**Required work**
Return the lines from the line containing "in water on this photo." onward. Each must match exactly, and the last line of the listing below must be included.

**Data provided**
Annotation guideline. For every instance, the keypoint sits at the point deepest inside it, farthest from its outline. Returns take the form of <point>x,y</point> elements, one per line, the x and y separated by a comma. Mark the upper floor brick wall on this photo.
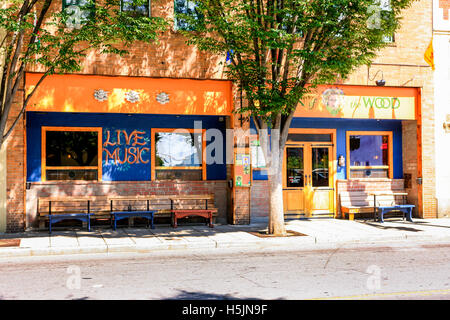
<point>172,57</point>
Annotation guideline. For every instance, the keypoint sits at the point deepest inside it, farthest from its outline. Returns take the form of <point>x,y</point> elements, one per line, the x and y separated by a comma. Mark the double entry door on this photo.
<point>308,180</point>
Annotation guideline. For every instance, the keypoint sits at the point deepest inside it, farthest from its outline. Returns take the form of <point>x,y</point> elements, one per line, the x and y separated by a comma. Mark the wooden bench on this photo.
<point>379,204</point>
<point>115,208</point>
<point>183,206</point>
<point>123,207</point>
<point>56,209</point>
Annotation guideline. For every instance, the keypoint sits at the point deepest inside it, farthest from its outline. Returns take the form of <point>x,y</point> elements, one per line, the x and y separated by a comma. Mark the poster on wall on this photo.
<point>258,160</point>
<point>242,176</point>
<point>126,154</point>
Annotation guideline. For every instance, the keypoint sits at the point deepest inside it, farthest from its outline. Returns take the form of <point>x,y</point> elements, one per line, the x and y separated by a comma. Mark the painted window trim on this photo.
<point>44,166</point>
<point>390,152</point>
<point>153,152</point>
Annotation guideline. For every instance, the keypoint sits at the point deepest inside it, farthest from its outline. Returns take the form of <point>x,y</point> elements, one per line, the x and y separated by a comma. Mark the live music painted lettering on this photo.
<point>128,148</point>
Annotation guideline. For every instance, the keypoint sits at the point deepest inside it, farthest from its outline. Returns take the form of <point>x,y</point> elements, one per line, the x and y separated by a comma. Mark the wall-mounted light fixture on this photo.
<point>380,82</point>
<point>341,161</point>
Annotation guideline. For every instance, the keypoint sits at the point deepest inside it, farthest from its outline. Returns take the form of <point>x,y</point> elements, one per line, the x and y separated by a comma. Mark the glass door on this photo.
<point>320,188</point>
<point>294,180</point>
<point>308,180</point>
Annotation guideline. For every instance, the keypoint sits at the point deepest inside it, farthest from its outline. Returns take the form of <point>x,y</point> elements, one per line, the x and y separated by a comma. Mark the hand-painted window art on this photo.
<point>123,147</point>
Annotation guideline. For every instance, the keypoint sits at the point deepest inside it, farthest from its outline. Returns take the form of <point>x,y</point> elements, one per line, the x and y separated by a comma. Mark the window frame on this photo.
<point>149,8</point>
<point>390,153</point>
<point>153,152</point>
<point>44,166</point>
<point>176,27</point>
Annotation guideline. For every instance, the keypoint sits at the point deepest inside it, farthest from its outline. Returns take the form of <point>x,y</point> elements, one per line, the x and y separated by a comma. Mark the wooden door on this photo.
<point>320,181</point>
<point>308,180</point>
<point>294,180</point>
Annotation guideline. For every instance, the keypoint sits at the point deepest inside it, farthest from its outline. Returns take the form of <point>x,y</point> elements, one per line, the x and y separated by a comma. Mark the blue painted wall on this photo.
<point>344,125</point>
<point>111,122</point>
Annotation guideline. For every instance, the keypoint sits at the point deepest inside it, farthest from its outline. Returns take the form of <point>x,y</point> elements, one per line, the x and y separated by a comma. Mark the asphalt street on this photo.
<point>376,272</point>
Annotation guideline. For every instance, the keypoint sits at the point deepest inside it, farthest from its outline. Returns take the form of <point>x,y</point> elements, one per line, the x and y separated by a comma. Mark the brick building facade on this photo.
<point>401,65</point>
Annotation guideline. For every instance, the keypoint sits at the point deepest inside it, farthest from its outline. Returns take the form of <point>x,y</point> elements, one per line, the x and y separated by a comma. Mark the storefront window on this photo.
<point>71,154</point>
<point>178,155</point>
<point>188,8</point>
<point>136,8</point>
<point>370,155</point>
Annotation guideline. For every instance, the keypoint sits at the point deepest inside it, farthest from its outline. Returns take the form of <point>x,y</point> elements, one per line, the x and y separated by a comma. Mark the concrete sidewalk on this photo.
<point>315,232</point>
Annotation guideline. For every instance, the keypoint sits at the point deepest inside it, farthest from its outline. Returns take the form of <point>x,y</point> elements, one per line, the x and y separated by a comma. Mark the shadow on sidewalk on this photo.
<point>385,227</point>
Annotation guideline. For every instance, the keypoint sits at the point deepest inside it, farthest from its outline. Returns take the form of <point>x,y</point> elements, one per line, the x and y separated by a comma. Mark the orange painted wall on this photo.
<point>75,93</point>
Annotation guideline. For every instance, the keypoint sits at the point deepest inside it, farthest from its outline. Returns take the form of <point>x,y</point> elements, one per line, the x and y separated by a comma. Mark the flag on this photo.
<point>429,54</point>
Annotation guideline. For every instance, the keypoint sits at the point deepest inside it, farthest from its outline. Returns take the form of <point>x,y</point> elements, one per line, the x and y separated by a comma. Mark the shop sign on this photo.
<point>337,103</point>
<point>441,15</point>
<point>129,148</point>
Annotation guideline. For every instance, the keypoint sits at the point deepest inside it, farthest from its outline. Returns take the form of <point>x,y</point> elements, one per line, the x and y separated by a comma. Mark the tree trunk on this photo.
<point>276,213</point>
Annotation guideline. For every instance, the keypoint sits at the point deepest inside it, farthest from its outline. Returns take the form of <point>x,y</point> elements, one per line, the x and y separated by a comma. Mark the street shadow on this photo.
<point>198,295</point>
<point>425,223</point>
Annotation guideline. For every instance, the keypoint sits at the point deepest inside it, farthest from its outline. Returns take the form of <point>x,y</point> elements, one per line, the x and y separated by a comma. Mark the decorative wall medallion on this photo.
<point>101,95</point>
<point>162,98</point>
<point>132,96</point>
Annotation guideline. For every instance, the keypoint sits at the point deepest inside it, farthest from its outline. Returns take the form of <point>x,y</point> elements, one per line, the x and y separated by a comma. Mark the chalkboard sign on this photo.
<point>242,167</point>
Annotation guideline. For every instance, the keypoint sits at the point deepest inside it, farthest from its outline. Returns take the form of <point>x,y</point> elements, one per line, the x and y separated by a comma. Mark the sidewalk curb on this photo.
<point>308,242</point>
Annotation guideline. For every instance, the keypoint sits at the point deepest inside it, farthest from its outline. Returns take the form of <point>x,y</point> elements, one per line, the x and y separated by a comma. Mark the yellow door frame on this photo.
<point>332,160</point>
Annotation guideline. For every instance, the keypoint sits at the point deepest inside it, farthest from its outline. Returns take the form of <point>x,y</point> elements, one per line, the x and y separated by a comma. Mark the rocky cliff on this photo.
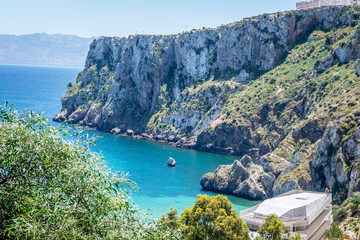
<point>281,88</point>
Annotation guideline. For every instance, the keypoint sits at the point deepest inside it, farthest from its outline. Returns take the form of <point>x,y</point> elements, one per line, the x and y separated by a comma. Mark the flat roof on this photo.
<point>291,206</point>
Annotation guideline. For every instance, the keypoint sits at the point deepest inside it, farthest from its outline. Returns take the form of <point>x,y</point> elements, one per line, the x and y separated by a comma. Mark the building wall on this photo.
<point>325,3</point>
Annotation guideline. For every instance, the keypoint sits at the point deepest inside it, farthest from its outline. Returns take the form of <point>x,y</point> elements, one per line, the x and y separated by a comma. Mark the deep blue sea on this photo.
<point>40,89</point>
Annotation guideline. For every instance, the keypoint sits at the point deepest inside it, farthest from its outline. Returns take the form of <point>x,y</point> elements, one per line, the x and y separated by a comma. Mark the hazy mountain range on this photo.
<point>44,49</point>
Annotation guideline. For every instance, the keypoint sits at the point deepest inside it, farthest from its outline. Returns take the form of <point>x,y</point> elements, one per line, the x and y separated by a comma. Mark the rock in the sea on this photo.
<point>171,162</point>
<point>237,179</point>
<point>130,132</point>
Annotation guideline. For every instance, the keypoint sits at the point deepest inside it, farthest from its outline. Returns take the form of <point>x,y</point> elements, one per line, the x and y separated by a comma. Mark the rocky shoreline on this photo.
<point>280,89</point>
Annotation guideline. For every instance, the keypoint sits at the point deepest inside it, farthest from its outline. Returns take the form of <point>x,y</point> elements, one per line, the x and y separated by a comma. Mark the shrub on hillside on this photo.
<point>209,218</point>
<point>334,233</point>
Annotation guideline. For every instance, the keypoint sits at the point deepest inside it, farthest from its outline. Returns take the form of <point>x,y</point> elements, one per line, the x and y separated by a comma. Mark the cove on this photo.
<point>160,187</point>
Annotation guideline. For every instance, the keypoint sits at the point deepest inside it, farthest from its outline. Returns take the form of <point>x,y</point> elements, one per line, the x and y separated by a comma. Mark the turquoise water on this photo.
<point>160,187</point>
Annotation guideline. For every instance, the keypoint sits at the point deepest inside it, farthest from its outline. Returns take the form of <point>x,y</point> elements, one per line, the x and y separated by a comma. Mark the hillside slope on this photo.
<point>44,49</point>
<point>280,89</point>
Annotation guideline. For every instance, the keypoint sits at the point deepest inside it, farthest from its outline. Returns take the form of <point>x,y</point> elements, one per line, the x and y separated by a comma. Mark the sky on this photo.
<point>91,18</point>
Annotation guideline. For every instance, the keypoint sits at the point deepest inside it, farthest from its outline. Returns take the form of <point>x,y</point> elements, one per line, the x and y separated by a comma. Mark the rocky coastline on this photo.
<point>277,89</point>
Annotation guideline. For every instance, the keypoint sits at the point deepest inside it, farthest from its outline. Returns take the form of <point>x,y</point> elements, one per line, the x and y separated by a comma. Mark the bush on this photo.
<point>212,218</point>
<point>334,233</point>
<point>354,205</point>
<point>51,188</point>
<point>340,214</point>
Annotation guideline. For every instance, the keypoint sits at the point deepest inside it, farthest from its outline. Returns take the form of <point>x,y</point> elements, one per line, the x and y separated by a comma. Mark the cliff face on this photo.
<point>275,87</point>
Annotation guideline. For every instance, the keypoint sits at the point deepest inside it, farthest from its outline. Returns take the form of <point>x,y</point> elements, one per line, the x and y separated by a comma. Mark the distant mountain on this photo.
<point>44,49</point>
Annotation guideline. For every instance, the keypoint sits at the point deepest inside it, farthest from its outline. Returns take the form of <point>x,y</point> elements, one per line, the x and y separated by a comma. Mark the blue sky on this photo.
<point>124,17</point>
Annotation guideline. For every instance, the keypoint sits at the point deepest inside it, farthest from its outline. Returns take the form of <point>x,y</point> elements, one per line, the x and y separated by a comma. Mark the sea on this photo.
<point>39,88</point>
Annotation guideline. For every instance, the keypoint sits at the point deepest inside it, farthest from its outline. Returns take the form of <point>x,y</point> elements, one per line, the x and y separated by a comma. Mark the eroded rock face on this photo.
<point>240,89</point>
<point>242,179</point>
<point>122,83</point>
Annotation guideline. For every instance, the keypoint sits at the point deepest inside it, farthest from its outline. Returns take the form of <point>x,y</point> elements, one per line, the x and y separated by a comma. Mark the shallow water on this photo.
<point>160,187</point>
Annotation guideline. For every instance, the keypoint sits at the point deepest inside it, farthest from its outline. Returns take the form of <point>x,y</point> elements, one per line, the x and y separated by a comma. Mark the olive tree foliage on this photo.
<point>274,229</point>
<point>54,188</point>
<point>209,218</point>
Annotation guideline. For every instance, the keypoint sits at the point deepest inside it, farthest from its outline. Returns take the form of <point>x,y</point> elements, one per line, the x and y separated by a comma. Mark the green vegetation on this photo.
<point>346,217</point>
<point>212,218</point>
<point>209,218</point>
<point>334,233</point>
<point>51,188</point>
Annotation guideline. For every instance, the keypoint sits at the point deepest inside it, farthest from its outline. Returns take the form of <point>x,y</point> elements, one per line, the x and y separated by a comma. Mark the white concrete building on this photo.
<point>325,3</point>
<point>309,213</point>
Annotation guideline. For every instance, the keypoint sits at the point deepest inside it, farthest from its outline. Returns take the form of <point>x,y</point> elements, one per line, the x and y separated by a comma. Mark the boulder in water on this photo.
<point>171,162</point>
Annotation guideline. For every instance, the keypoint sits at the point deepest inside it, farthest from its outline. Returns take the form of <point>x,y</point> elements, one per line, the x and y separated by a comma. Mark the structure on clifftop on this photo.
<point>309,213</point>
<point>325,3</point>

**Response to the task**
Annotation guideline. For every instance, the keypoint sits at the point deepest inside it, farthest from its outline. Returns take the form of <point>x,y</point> elements, one per line, the x and y separated by a comma. Mark the boulder in water on this photo.
<point>171,162</point>
Annotation guideline. For every instance, the keypoint sits at the point deepest inside it, farthest from its outline. Returns take the form of <point>x,y</point> elements, one per line, the x and y separated by a comma. Mark the structure on clifftop on this photo.
<point>309,213</point>
<point>325,3</point>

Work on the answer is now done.